## BEGIN PAGE EXTRACT

If you provide me a VM or so with Debian I can set up a repo server for you. All you'd need to do, then is put the binary packages (yes this works even without proper source packages ;) ) in some directory and voila. Needs Apache (or some webserver - but I can only configure apache).

Well... never trust X.509 PKI ;-) Seriously... (still: never trust X.509 PKI)... having signed packages (actually it's the Release files which are signed) is simply the native way for Debian to handle packages. Per default apt/aptitude/etc. won't even accept unsigned repos.

And while it can be done (having unsigned repos in Debian) and while one can have a https transport for apt, this would be pretty unsafe: Clients typically trust all CAs of some bundle (e.g. the Mozilla bundle)... and not just Deutsche Telekom, which is somehow the ancestor of of DESY's TLS certs... So the average user would also trust any possible packages from such "trustworthy" CAs as WooSign, CNNIC, Turktrust and more, which are all known to have previously issued forged certs (most likely for the governments from the repressive countries they come from). ;-)

The best thing would be to have a proper OpenPGP key for dCache, which could e.g. also be used to sign the git repos and give people a way to securely gather the sources.

## END PAGE EXTRACT
## BEGIN SUPPLIED ENTRIES

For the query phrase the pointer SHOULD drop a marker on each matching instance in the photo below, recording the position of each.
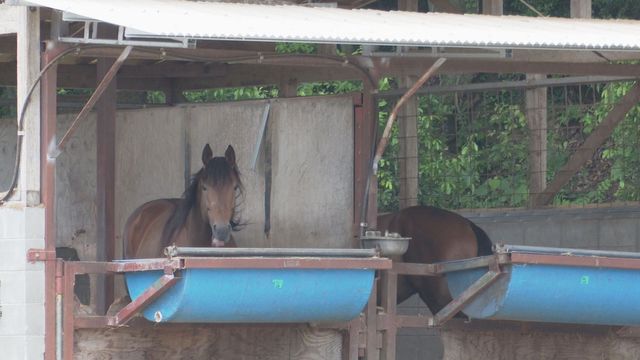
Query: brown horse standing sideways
(204, 216)
(436, 235)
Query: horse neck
(196, 223)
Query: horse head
(218, 188)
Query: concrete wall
(21, 284)
(312, 194)
(157, 150)
(605, 228)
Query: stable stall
(312, 183)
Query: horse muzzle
(220, 235)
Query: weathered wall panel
(76, 187)
(8, 138)
(202, 342)
(8, 19)
(505, 340)
(312, 203)
(149, 160)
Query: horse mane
(218, 171)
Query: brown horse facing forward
(204, 216)
(436, 235)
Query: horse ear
(230, 155)
(207, 154)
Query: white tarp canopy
(291, 23)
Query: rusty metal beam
(467, 296)
(565, 260)
(48, 131)
(277, 263)
(105, 182)
(585, 152)
(164, 283)
(102, 87)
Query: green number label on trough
(277, 283)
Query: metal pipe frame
(172, 267)
(387, 321)
(174, 251)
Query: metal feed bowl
(389, 244)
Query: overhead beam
(445, 6)
(410, 66)
(492, 7)
(200, 76)
(580, 9)
(506, 85)
(585, 152)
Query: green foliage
(296, 48)
(329, 88)
(473, 148)
(231, 94)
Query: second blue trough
(561, 293)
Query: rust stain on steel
(34, 255)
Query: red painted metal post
(389, 282)
(371, 351)
(105, 186)
(68, 321)
(48, 169)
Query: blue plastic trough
(557, 285)
(261, 289)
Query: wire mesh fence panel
(476, 148)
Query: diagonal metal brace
(468, 295)
(161, 285)
(104, 84)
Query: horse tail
(485, 246)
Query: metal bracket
(34, 255)
(90, 35)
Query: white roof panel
(252, 22)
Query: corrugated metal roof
(251, 22)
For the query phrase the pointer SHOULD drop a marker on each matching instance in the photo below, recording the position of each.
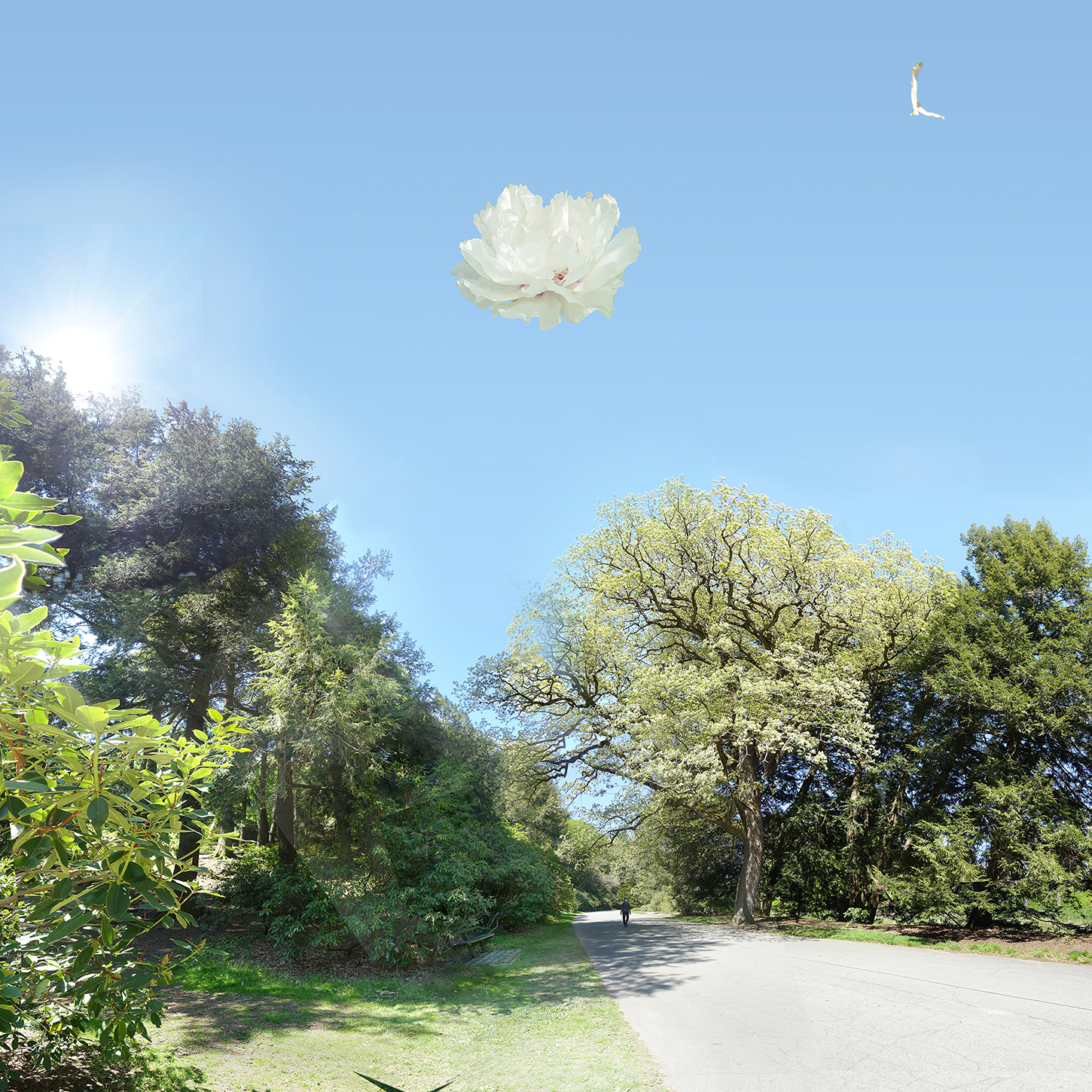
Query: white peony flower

## END SUPPLIED ENTRIES

Quote the post about signing Debian packages from "And while it" to "gather the sources.".

And while it can be done (having unsigned repos in Debian) and while one can have a https transport for apt, this would be pretty unsafe: Clients typically trust all CAs of some bundle (e.g. the Mozilla bundle)... and not just Deutsche Telekom, which is somehow the ancestor of of DESY's TLS certs... So the average user would also trust any possible packages from such "trustworthy" CAs as WooSign, CNNIC, Turktrust and more, which are all known to have previously issued forged certs (most likely for the governments from the repressive countries they come from). ;-)

The best thing would be to have a proper OpenPGP key for dCache, which could e.g. also be used to sign the git repos and give people a way to securely gather the sources.